__Extrait choisi__.
□ □ □
Début 1978, j’ai eu la chance de saisir le poste d’architecte cantonal du Valais dans des circonstances très favorables. Je n’avais que 36 ans et le Valais venait d’être éclaboussé et sortait juste de la tourmente SAVRO avec ses histoires de corruptions, de combines. Le canton était prêt pour un nouveau départ et je n’avais pas de passé. Mon chef de département, Franz Steiner, m’a laissé la bride sur le cou. On pouvait passer du système du carnet du lait, pour l’attribution des mandats d’architectes, à celui de la compétition sur la base de la qualité de projets anonymes. Pour les projets cantonaux cela se pratiquait déjà de temps en temps, quand ce n’était pas mon prédécesseur qui se les attribuait car il avait conservé son bureau privé. Pour les projets des communes c’était une autre affaire et là j’ai réussi à faire passer dans la loi sur le subventionnement des écoles l’obligation d’organiser des concours ouverts d’abord aux architectes du canton puis à toute la Suisse. Ça n’a pas toujours été facile mais les premiers exemples réussis grâce à la participation, dans les jurys, des représentants des « locaux ». Ces derniers avaient l’habitude du copinage et se trouvaient, tout à coup, confrontés à 30 ou 40 projets anonymes. Ils participaient à leur analyse, aux tours d’élimination et constataient, lors de l’ouverture des enveloppes, que les projets de leurs citoyens n’étaient pas les meilleurs. Dans mes jurys je me suis toujours organisé pour trouver un consensus et ne pas laisser les maîtres d’ouvrage face à un projet dont ils ne voulaient pas.

Pour réussir ces concours, il était important de composer des jurys de qualité comprenant des experts architectes non seulement capables de bien analyser mais surtout d’expliquer leurs choix à leurs collègues « laïcs » de manière à emporter leur conviction. Après avoir participé à un jury, les représentants : président et conseillers communaux, repartaient convaincus de cette manière de faire et devenaient les propagandistes de cette façon d’attribuer des mandats.
□ □ □
Contours de régions nommées:
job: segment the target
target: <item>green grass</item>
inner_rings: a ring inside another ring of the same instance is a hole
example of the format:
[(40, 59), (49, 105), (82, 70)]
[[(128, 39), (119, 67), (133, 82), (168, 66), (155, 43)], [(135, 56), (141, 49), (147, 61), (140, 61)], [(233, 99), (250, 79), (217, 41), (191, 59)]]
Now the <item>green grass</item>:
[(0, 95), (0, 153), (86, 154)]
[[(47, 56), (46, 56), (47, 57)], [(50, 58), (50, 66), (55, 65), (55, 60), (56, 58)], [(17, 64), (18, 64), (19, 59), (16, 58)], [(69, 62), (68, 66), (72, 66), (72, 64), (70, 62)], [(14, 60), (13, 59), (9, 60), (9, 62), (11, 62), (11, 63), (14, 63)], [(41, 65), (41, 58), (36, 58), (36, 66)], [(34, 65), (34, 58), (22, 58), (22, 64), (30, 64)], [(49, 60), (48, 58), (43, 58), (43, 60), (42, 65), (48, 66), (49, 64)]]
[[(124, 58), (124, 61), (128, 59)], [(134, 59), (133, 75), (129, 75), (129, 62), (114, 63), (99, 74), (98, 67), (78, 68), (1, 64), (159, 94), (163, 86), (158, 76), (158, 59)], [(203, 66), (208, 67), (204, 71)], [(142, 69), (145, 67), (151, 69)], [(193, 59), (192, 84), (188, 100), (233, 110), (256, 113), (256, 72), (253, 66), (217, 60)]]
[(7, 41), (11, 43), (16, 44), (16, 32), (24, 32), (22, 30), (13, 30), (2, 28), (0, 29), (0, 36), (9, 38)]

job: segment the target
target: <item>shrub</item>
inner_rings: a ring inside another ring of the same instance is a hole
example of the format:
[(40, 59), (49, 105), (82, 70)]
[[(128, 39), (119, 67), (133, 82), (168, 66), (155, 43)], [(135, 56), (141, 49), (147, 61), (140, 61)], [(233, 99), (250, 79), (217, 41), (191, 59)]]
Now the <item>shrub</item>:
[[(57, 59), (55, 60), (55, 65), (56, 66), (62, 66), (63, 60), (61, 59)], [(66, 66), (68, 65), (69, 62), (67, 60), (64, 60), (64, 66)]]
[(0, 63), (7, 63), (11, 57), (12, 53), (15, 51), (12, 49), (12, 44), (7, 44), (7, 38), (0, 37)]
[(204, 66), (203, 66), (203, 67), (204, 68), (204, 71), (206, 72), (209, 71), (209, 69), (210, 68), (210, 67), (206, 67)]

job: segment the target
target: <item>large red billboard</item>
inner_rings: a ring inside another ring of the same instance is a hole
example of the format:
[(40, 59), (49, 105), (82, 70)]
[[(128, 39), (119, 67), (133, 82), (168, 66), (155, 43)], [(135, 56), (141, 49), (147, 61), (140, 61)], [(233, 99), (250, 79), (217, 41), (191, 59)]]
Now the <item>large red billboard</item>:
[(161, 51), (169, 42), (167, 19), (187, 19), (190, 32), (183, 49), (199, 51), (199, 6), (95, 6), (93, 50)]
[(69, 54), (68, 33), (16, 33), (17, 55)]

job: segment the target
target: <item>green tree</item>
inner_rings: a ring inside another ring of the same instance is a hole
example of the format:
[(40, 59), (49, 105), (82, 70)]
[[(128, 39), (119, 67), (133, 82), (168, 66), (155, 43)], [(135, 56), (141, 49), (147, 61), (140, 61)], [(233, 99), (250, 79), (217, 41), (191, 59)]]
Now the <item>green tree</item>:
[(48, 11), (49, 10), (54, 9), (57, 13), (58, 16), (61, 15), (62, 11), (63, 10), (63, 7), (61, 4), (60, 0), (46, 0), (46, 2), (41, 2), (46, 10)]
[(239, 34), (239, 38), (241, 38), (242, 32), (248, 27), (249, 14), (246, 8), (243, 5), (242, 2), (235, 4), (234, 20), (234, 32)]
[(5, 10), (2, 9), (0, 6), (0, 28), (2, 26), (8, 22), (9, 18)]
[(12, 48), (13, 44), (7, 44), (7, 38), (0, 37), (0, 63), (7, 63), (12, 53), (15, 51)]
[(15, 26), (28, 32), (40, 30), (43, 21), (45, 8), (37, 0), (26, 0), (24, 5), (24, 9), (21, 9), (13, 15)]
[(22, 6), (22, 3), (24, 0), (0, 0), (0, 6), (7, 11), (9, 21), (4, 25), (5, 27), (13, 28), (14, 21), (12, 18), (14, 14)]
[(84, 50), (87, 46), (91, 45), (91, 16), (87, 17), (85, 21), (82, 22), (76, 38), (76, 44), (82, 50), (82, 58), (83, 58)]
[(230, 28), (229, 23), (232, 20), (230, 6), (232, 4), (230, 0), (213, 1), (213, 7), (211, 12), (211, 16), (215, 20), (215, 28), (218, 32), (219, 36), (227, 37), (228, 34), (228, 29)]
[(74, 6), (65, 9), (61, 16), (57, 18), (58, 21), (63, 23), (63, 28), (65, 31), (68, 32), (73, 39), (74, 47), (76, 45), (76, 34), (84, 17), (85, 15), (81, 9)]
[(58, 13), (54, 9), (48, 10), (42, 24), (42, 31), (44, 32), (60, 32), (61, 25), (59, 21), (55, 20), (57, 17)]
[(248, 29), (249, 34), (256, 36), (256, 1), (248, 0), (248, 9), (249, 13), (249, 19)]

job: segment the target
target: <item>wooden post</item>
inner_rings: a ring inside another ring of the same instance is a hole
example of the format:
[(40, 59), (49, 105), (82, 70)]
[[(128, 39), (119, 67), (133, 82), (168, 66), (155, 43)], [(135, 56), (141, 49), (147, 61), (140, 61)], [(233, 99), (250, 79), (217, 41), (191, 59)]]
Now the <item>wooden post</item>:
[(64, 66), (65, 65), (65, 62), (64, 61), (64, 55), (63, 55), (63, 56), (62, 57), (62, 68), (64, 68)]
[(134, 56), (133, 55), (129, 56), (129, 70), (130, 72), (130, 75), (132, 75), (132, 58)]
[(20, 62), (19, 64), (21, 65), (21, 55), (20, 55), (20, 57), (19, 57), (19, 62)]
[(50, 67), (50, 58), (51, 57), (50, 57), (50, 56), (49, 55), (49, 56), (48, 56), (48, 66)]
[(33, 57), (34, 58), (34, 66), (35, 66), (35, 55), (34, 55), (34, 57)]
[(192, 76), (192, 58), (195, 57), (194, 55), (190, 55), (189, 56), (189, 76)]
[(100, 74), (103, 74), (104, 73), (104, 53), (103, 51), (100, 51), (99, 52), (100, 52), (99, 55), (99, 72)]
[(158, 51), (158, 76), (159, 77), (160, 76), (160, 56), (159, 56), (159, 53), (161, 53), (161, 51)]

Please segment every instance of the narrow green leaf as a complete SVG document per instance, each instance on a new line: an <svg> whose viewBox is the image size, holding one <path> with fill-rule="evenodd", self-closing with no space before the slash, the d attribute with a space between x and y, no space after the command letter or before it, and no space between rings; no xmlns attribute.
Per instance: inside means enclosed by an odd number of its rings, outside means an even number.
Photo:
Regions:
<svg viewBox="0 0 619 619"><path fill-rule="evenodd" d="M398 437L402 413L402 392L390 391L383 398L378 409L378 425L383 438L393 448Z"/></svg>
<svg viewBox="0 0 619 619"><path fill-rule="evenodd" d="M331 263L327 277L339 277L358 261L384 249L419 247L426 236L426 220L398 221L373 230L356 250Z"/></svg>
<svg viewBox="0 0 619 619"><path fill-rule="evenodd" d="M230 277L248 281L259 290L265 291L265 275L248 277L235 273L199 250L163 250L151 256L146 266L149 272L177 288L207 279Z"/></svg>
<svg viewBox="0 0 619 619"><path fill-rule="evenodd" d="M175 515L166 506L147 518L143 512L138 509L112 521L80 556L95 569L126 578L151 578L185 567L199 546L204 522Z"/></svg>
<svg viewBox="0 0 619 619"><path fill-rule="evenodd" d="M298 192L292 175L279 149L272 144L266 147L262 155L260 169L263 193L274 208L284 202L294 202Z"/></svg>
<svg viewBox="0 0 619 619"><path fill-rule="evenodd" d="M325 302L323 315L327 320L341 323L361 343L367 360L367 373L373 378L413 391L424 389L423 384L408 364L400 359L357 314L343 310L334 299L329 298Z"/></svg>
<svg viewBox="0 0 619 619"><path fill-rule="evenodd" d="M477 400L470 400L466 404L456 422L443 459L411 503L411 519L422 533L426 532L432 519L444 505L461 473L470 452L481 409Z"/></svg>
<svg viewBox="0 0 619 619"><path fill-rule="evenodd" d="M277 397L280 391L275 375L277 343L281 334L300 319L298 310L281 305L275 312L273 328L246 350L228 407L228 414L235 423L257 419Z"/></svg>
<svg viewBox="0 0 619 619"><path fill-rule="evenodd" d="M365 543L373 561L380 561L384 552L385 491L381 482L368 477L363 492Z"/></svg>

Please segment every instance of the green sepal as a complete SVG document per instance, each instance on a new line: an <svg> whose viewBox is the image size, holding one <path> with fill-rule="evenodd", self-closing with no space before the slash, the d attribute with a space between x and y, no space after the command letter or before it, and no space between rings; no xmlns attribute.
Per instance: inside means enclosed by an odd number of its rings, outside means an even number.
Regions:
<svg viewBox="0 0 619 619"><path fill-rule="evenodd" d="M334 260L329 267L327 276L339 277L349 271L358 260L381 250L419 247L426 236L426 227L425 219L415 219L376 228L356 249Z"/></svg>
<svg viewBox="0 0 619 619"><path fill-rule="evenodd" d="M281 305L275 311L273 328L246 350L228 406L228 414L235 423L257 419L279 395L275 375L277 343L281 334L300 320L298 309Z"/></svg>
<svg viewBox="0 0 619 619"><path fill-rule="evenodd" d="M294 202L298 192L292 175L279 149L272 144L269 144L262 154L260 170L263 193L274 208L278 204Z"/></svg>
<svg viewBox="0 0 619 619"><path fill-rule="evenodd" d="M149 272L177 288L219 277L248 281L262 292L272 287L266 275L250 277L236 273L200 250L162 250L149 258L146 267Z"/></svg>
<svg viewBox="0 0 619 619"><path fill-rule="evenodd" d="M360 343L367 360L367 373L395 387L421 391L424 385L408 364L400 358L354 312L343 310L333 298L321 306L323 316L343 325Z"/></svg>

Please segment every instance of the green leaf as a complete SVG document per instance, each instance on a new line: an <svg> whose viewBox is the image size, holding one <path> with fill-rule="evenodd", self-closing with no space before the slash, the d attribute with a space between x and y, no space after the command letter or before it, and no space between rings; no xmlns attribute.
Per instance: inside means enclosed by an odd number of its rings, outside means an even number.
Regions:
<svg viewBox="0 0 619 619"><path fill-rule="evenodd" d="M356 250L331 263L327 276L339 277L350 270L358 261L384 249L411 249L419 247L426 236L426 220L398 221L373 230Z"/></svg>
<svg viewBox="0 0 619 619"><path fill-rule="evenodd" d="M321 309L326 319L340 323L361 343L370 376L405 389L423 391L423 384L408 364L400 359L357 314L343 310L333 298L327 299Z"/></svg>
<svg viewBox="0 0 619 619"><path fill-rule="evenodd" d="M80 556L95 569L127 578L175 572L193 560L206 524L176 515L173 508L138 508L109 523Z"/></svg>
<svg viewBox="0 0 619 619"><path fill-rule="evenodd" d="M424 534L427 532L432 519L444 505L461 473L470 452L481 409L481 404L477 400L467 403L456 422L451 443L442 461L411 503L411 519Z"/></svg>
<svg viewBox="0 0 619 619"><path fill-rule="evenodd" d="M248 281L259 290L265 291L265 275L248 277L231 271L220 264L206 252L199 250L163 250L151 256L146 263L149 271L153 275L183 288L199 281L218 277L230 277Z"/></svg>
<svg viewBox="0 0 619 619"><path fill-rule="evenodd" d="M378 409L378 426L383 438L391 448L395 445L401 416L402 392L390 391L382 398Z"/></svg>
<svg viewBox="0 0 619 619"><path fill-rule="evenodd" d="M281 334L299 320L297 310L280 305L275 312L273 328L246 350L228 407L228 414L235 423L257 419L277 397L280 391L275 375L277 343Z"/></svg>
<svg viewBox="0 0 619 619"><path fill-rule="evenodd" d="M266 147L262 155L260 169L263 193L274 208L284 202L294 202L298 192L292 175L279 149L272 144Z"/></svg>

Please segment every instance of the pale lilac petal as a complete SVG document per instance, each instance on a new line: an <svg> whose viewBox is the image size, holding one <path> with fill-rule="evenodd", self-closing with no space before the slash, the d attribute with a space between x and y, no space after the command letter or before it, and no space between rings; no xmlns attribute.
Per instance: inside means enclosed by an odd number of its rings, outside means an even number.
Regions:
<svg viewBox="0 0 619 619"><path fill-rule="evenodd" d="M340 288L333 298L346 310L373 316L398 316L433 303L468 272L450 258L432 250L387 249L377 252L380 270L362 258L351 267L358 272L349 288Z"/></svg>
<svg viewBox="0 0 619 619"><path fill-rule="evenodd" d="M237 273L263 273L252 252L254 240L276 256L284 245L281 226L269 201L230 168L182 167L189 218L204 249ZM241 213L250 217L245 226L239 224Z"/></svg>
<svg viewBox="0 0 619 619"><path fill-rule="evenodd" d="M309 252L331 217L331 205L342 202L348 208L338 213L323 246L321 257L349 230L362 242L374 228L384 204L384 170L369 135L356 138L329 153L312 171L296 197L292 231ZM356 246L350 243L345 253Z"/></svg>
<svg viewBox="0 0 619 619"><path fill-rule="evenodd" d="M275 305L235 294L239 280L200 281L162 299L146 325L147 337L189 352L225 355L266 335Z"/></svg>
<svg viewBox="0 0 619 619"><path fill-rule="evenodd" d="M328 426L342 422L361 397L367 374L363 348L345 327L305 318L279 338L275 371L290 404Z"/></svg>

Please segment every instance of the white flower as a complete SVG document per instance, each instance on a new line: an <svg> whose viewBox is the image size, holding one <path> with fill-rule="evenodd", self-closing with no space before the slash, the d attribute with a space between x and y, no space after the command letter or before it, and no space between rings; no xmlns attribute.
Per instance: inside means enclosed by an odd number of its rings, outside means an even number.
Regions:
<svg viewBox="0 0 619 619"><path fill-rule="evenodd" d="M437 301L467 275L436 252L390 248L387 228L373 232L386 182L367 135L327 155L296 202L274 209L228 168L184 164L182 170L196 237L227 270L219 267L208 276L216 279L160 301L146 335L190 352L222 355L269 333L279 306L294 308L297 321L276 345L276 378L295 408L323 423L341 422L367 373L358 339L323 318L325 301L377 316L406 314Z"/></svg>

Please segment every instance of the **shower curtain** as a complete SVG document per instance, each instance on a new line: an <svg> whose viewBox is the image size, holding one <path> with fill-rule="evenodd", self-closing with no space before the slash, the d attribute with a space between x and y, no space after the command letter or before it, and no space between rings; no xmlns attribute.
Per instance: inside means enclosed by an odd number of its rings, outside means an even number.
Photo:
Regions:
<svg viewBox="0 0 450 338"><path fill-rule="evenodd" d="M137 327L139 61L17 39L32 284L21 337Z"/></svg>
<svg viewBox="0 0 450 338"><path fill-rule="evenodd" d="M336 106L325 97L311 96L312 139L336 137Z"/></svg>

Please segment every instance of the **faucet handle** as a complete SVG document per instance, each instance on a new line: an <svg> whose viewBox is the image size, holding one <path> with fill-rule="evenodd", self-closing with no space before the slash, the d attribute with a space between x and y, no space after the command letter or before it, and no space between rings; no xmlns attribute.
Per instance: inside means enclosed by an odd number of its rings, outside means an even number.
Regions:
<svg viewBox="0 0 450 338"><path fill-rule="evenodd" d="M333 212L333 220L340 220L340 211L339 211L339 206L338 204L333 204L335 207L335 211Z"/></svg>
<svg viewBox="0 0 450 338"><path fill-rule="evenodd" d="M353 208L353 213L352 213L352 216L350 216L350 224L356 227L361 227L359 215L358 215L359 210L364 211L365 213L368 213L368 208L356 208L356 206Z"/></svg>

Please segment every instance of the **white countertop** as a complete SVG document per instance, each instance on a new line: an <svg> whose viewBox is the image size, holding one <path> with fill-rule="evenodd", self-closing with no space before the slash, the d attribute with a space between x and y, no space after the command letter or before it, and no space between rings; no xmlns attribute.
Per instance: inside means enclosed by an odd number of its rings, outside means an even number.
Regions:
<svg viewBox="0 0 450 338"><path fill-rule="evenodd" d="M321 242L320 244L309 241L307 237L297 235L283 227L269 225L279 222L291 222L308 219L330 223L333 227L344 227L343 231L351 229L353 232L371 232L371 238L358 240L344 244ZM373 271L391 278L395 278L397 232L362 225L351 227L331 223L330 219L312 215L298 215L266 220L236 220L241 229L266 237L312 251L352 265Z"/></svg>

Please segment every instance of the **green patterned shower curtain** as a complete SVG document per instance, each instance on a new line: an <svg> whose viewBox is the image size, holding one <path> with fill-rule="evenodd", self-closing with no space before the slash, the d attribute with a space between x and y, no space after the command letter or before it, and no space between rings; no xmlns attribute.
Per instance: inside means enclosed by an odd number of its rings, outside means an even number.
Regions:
□ □ □
__Consigne__. Pouvez-vous redonner mot pour mot, dans l'extrait sur les concours d'architecture en Valais, tout ce qui va de « Pour réussir ces » jusqu'à « d’attribuer des mandats. » ?

__Résultat attendu__.
Pour réussir ces concours, il était important de composer des jurys de qualité comprenant des experts architectes non seulement capables de bien analyser mais surtout d’expliquer leurs choix à leurs collègues « laïcs » de manière à emporter leur conviction. Après avoir participé à un jury, les représentants : président et conseillers communaux, repartaient convaincus de cette manière de faire et devenaient les propagandistes de cette façon d’attribuer des mandats.